▶ _SHORT PROBLEM 1_: In the post below about precomposed letters, what did Microsoft use for tone marks in its Vietnamese keyboard layout?

--- begin DOCUMENT SEGMENT ---

Re: Why people still want to encode precomposed letters

From: Andrew Cunningham (
Date: Tue Nov 18 2008 - 22:20:15 CST

  • Next message: "Re: Why people still want to encode precomposed letters"


    I stand corrected. Should have thought through my response first.

    I tend to forget about daisy chaining deadkeys for Vietnamese or use of
    deadkeys at all since they only work for some languages, not others (based
    on existence of precomposed forms, etc) and form the point of view of a
    user's undertsanding of their langauge, and their expectations of a
    language, deadkeys can be anti-intuitive and undesireable.


    2008/11/19 Doug Ewell <>

    > Andrew Cunningham wrote:
    > Actually, insisting on precomposed characters may not make things ea sier
    >> for some languages. Just thinking of the practicalities involved. Take
    >> Vietnamese as an example, each combination of vowel and tone mark exists as
    >> a single precomposed character in Unicode.
    >> Then look at Microsoft's keyboard layout for Vietnamese. Due to the design
    >> parameters of keyboard layouts on Windows, Microsoft used combining
    >> diacritics for tone marks.

--- end DOCUMENT SEGMENT ---
--- begin RECORDS TO USE ---

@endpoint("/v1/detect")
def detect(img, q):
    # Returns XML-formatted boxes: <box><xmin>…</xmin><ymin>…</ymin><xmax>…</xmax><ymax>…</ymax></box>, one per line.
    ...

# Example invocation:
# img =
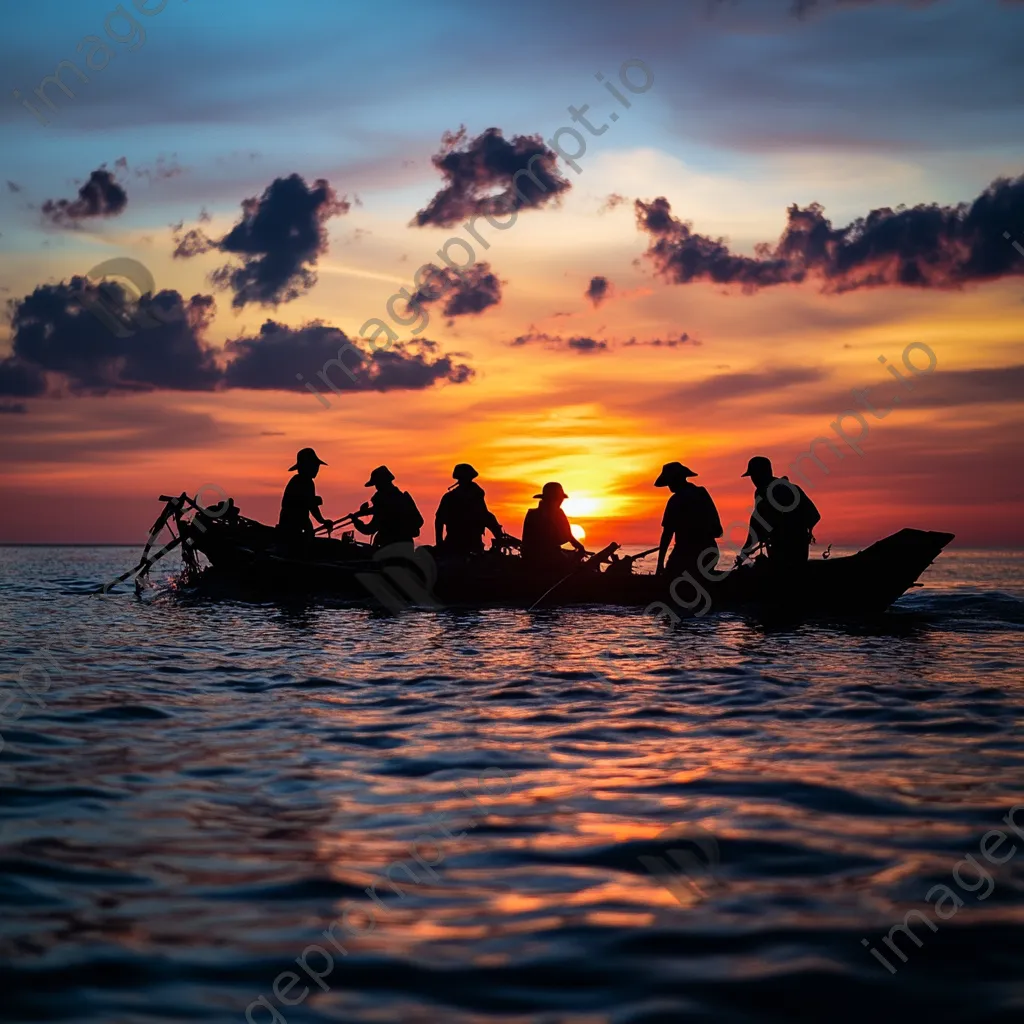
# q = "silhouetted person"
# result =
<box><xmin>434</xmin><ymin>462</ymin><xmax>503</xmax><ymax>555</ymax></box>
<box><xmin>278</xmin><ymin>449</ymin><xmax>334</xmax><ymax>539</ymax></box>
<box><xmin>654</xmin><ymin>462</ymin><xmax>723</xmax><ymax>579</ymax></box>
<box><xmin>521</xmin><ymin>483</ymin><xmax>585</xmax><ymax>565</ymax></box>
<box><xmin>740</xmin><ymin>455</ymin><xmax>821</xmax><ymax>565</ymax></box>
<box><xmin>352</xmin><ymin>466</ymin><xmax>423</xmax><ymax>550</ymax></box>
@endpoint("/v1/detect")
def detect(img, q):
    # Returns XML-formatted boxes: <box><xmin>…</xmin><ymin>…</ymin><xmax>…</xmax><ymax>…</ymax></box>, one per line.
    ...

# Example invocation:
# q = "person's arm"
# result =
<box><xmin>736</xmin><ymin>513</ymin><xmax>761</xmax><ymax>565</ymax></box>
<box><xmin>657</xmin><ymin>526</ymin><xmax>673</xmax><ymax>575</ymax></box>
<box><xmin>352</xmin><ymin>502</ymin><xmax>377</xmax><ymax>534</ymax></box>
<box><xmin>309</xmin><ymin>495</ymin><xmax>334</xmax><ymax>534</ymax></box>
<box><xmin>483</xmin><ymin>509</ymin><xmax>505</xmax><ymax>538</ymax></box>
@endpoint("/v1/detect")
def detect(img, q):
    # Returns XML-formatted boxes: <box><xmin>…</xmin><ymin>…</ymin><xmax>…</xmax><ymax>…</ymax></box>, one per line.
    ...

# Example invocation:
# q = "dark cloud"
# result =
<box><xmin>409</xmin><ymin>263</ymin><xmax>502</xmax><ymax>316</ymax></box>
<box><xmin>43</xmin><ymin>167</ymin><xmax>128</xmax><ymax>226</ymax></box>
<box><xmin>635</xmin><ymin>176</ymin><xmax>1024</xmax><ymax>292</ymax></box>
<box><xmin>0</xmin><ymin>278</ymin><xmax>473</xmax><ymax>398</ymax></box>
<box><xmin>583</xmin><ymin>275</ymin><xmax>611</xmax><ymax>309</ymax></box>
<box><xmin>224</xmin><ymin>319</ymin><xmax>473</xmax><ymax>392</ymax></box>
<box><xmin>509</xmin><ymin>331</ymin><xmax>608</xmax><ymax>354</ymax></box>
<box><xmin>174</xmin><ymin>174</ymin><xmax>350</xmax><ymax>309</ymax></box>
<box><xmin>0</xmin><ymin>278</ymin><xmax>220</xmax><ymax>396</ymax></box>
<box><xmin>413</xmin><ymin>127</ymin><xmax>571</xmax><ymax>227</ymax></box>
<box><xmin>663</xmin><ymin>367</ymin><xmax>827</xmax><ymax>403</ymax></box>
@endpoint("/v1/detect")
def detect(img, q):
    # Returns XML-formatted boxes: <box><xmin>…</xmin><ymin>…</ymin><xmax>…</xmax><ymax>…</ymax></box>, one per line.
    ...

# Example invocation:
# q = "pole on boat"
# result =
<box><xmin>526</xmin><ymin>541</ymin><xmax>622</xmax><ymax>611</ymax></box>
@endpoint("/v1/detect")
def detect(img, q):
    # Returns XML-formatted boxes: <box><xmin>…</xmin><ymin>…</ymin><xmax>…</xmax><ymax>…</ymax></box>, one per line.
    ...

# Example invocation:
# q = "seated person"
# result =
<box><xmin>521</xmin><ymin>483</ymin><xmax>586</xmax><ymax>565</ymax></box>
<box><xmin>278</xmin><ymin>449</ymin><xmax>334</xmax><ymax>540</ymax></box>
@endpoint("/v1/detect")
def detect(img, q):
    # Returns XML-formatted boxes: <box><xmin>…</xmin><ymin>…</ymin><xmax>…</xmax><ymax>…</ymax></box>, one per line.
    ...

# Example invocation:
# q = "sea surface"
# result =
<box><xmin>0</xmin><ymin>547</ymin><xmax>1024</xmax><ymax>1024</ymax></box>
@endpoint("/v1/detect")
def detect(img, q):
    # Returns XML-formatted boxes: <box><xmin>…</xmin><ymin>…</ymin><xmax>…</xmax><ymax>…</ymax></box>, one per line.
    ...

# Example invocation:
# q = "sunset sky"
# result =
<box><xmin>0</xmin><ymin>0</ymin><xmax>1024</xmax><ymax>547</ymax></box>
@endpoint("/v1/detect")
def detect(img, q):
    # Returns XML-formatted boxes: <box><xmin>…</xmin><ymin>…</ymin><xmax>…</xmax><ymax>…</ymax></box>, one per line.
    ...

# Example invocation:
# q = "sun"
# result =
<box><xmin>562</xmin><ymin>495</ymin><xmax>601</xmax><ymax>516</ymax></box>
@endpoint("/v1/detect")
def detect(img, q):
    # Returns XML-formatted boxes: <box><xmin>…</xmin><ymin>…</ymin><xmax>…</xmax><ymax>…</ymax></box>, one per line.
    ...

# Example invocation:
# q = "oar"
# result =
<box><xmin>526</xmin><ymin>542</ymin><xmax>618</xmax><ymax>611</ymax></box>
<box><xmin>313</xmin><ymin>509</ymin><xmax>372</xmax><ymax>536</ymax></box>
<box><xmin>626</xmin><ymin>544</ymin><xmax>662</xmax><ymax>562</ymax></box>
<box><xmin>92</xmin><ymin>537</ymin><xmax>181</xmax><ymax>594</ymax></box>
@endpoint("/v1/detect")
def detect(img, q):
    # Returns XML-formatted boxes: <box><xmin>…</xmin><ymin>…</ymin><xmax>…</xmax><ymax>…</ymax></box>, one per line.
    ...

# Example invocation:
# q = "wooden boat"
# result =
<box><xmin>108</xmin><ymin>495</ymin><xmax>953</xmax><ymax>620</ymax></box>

--- end RECORDS TO USE ---
--- begin RECORDS TO USE ---

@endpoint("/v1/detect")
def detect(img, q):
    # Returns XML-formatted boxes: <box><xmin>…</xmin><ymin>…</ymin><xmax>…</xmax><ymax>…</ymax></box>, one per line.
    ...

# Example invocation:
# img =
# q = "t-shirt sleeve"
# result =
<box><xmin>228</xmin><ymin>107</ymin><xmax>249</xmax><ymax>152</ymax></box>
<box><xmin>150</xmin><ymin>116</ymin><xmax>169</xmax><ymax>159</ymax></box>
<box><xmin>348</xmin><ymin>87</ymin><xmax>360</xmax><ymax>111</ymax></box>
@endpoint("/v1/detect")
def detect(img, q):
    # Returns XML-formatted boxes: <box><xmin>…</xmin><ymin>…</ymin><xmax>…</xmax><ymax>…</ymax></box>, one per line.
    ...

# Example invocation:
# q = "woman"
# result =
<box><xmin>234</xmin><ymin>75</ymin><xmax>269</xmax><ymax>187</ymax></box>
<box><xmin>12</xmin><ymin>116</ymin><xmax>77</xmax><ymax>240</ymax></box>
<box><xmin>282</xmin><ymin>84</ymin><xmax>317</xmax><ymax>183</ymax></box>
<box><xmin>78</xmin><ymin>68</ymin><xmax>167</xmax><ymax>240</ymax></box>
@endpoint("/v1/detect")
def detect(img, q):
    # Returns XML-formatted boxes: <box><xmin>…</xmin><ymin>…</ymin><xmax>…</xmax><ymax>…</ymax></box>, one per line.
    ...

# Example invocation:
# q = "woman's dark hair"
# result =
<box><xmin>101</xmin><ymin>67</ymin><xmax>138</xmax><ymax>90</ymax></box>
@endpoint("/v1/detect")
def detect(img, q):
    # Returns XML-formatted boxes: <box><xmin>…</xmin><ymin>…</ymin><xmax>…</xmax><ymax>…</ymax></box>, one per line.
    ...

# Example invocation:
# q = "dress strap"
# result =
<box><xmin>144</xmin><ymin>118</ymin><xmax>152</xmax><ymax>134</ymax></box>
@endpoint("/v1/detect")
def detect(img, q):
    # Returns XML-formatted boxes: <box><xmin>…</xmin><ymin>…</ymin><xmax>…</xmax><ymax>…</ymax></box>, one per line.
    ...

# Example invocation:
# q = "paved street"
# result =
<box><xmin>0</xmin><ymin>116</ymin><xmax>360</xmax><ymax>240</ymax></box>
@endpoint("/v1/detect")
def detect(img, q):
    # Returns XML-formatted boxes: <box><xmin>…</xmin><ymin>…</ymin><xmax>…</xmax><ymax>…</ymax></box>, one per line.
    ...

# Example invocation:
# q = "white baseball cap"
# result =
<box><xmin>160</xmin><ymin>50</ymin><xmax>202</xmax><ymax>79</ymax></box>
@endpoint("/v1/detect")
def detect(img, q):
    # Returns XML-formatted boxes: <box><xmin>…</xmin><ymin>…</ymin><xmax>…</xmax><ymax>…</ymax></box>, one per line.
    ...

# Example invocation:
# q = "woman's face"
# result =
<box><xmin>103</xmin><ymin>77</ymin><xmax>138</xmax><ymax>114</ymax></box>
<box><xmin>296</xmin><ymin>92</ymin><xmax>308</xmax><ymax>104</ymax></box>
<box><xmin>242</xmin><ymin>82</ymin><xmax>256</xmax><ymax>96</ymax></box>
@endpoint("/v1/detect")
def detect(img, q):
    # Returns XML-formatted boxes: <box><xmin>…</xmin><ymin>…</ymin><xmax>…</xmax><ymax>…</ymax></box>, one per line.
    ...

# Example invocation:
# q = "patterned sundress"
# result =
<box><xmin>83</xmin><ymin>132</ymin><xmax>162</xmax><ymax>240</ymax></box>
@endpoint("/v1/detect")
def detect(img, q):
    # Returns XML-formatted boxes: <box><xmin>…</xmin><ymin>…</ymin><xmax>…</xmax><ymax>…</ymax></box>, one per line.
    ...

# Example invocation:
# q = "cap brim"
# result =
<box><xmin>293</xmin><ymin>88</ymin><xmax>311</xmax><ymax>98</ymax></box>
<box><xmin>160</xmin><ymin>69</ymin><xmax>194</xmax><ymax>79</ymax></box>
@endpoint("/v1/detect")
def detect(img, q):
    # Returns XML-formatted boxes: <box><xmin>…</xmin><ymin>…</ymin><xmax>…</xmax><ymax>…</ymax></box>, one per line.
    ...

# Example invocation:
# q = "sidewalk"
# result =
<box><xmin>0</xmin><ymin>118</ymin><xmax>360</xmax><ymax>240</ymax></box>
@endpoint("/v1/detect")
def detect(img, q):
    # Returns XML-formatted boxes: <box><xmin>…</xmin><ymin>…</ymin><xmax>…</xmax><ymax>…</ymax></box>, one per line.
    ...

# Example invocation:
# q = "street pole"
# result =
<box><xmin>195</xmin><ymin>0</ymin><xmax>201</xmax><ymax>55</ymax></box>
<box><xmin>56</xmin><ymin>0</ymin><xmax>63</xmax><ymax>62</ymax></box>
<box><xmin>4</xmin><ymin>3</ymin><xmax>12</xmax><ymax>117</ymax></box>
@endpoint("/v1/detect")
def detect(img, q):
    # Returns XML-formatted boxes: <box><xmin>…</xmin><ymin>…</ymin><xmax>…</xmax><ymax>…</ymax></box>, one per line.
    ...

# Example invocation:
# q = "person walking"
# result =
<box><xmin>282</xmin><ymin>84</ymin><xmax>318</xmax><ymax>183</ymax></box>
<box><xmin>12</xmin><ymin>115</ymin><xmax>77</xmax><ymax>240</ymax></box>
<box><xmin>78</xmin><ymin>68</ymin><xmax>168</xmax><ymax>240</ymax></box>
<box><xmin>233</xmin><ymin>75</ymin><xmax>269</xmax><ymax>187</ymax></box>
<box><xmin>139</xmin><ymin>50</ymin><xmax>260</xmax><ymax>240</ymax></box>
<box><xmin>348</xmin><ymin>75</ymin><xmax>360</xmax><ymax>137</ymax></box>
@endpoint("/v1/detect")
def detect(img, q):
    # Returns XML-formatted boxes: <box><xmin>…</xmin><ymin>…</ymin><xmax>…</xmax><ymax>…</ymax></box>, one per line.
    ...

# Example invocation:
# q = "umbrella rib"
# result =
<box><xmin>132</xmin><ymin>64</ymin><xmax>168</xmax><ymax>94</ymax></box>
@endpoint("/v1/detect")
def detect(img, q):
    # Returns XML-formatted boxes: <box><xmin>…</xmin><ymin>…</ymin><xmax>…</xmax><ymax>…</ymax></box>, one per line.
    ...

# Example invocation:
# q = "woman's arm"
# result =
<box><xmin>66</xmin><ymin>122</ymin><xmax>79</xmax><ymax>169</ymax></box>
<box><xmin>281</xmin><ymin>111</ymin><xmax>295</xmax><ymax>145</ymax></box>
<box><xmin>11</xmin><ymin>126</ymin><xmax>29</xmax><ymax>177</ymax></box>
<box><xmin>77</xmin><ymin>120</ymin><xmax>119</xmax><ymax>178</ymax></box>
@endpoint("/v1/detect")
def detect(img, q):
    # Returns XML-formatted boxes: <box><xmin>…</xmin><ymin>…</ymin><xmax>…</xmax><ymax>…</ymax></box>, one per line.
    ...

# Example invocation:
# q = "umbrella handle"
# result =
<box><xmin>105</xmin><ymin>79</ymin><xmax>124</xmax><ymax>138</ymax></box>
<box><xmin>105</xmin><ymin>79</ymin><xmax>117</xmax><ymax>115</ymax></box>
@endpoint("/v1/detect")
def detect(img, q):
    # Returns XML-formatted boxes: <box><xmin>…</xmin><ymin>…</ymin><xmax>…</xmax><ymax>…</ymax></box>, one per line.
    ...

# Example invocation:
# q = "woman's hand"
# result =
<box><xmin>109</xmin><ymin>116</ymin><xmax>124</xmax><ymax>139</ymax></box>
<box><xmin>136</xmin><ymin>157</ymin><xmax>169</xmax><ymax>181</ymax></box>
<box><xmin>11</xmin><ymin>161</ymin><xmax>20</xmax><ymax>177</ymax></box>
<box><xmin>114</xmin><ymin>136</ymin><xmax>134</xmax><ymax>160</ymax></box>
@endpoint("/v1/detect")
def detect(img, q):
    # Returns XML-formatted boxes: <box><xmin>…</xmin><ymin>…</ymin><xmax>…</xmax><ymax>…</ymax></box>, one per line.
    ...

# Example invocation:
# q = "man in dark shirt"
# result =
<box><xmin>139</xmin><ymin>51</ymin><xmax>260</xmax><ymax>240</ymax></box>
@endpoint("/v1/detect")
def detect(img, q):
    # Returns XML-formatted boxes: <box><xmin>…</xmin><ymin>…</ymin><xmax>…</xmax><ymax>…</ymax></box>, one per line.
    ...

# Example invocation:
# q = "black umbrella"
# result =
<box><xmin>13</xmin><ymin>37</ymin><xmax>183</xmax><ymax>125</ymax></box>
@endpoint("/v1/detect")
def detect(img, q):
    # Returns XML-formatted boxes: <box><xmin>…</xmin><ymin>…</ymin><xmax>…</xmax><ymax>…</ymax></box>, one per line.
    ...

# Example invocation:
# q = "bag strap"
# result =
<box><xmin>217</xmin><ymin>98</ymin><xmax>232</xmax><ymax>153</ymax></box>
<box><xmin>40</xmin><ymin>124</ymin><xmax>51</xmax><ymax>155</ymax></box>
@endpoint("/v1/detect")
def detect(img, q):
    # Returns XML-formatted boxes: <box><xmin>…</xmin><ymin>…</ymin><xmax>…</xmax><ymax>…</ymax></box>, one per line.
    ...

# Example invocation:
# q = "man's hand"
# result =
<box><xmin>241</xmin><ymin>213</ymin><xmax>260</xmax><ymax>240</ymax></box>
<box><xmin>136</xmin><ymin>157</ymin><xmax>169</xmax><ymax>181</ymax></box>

--- end RECORDS TO USE ---

▶ _SHORT PROBLEM 2_: Count the lines in the records above that contain the word "dark", and reply with the number only.

▶ _RIGHT ANSWER 1_: Combining diacritics.

▶ _RIGHT ANSWER 2_: 3